● TASK: Swap "right arm" for "left arm" in the rows between the line holding "Provide an outline for every instance of the player's" and the line holding "44), (75, 44)]", inclusive. Return only those lines, with everything else left as it is.

····················

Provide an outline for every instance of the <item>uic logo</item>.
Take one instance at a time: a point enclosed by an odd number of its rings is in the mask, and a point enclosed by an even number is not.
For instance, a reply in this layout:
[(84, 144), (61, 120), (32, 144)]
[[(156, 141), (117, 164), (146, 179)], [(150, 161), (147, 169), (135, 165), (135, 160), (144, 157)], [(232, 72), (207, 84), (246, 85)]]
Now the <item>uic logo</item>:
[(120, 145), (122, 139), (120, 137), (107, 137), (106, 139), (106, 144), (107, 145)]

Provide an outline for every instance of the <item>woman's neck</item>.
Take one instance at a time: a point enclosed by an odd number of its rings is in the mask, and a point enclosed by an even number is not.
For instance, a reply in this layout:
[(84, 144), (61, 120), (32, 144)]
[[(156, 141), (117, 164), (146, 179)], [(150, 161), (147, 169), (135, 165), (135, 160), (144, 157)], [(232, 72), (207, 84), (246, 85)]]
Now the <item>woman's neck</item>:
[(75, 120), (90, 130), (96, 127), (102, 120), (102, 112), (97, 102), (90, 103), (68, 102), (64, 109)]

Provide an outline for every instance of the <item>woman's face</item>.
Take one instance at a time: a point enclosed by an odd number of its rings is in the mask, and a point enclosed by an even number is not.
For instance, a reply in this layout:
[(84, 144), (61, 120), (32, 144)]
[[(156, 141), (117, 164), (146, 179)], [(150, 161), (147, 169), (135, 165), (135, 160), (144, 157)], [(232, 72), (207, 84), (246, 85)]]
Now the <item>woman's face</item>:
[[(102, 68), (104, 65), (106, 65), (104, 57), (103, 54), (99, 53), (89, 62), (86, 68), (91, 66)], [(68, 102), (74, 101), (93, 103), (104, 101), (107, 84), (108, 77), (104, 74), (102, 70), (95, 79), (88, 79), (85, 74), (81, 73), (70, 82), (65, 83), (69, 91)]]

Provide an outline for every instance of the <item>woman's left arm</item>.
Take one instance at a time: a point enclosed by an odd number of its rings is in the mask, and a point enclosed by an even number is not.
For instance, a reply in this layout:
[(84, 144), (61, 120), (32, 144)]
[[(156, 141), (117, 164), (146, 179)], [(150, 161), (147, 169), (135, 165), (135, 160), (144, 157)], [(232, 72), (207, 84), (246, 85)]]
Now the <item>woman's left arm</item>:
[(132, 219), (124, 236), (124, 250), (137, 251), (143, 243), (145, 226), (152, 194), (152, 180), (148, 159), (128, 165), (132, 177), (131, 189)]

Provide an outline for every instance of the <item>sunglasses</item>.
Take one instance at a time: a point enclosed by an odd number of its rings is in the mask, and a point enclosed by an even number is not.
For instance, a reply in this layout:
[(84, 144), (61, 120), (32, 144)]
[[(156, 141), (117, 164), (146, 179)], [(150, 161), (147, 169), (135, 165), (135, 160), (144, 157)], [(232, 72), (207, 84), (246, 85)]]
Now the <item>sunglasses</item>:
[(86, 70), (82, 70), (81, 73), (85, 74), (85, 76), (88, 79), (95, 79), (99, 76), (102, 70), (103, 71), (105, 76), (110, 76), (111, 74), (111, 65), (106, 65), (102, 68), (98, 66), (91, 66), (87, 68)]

····················

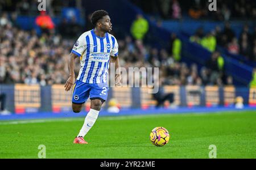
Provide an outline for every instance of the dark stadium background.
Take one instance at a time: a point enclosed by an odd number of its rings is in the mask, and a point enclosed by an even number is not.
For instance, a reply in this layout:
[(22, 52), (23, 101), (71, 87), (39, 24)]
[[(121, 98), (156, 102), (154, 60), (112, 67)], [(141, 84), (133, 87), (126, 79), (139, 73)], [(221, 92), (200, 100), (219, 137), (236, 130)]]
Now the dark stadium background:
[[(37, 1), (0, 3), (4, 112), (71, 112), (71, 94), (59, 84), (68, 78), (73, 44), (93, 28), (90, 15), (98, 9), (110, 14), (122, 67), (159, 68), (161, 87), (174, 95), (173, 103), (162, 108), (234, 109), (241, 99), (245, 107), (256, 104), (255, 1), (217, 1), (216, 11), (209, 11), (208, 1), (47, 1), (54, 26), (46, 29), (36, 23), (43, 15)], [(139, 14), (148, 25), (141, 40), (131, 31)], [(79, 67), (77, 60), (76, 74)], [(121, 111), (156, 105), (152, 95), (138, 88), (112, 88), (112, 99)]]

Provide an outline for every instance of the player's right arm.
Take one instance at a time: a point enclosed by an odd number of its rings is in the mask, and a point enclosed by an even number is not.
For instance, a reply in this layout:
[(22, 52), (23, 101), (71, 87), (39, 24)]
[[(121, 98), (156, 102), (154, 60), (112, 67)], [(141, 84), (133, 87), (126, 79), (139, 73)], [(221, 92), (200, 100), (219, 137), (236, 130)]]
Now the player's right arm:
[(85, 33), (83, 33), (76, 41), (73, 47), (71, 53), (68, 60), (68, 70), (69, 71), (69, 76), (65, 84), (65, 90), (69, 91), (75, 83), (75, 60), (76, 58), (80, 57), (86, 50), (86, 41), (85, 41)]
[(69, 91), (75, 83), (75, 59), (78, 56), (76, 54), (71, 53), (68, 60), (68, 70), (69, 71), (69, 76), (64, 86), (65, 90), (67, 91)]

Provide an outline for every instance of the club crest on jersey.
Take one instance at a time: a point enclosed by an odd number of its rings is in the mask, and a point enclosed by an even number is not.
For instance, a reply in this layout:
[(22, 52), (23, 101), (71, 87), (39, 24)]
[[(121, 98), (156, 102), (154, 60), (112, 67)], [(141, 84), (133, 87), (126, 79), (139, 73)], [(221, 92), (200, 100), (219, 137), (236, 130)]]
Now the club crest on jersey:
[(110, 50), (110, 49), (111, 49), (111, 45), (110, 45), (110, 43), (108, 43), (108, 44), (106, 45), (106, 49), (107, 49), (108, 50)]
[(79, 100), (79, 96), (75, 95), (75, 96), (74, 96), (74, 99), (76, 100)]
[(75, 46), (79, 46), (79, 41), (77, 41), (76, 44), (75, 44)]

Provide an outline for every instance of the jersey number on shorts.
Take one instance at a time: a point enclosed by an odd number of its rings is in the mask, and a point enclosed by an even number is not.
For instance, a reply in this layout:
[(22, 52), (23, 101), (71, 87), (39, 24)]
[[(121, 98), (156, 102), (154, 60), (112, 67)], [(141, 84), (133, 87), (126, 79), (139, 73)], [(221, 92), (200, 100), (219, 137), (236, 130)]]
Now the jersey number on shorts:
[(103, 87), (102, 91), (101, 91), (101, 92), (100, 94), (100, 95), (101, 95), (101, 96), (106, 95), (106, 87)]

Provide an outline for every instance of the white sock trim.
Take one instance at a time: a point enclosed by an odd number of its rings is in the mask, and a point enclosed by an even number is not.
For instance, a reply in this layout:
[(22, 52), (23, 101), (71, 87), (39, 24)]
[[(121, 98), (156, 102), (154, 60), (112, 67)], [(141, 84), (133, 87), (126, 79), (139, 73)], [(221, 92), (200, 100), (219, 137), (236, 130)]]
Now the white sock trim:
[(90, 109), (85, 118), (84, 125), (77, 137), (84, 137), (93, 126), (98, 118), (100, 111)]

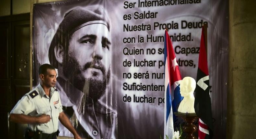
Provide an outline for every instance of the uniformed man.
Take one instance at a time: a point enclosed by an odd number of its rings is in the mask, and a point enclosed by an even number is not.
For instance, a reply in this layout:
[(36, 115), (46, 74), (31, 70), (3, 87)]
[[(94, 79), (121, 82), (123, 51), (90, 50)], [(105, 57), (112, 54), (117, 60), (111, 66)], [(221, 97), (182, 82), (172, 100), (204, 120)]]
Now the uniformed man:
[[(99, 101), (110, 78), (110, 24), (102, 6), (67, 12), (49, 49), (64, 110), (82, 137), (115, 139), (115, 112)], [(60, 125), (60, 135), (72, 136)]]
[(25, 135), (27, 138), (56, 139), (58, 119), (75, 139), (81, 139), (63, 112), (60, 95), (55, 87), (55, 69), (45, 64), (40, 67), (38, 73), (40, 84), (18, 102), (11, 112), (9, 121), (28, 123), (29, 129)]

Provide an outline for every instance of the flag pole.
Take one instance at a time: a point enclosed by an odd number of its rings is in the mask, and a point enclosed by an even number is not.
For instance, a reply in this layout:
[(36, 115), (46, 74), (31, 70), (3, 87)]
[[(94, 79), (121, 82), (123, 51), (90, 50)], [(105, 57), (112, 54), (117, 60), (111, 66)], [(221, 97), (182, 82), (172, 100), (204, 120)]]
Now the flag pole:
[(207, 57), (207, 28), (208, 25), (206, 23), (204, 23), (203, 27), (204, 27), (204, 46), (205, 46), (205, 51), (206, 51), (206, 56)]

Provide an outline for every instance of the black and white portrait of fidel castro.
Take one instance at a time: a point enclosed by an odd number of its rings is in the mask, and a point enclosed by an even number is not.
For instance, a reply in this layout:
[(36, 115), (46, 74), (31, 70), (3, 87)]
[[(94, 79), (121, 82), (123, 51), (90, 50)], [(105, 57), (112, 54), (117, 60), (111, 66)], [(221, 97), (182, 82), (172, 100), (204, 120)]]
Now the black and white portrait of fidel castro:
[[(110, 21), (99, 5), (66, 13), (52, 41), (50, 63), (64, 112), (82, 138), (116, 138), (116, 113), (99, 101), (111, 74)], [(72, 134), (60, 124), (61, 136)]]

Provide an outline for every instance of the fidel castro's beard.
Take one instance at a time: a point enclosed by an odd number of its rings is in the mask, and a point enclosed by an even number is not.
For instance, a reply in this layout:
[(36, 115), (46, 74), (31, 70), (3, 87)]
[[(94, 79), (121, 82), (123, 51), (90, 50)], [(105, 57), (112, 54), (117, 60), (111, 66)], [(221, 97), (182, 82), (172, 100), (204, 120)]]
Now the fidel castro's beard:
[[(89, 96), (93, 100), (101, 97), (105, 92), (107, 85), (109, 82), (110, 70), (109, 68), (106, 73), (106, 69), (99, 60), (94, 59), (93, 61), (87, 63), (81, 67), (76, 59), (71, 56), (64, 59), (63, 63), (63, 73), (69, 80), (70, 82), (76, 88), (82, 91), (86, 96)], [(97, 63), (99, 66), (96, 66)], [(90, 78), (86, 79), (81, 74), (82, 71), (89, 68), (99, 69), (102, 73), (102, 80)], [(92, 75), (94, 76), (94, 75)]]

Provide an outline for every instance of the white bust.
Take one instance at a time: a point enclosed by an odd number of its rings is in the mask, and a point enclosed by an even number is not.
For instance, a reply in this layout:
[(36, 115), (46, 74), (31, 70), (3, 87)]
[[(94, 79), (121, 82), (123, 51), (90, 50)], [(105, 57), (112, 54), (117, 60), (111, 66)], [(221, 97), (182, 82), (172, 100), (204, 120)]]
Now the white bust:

····················

● FULL RESPONSE:
Provide an outline for every instance of the player's left arm.
Take one instance at a time: a point enclosed by an odd number of its rings is in the mask, and a point enclosed by an even number is not.
For instance, a reply in this layout:
[(22, 52), (23, 101), (71, 87), (39, 24)]
[[(121, 98), (156, 102), (154, 60), (112, 67)], [(141, 84), (133, 87), (126, 79), (139, 73)], [(221, 92), (200, 100), (219, 137), (236, 130)]]
Now the player's left arm:
[(85, 33), (83, 33), (76, 41), (73, 47), (71, 53), (68, 60), (68, 70), (69, 71), (69, 76), (65, 84), (65, 90), (69, 91), (75, 83), (75, 60), (76, 58), (80, 57), (86, 50), (86, 41), (85, 41)]
[(69, 91), (75, 83), (75, 59), (78, 56), (76, 54), (71, 53), (68, 60), (68, 70), (69, 71), (69, 76), (64, 86), (65, 90), (67, 91)]

Provide an outline for every instance of the club crest on jersey.
Take one instance at a time: a point enclosed by an odd number of its rings is in the mask, and a point enclosed by an even number is not.
For instance, a reply in this layout:
[(22, 52), (23, 101), (71, 87), (39, 24)]
[[(121, 98), (156, 102), (154, 60), (112, 67)], [(141, 84), (133, 87), (126, 79), (139, 73)], [(221, 92), (200, 100), (219, 137), (236, 130)]]
Now the club crest on jersey:
[(110, 50), (110, 49), (111, 49), (111, 45), (110, 45), (110, 43), (108, 43), (108, 44), (106, 45), (106, 49), (107, 49), (108, 50)]
[(79, 100), (79, 96), (75, 95), (75, 96), (74, 96), (74, 99), (76, 100)]
[(75, 46), (79, 46), (79, 41), (77, 41), (76, 44), (75, 44)]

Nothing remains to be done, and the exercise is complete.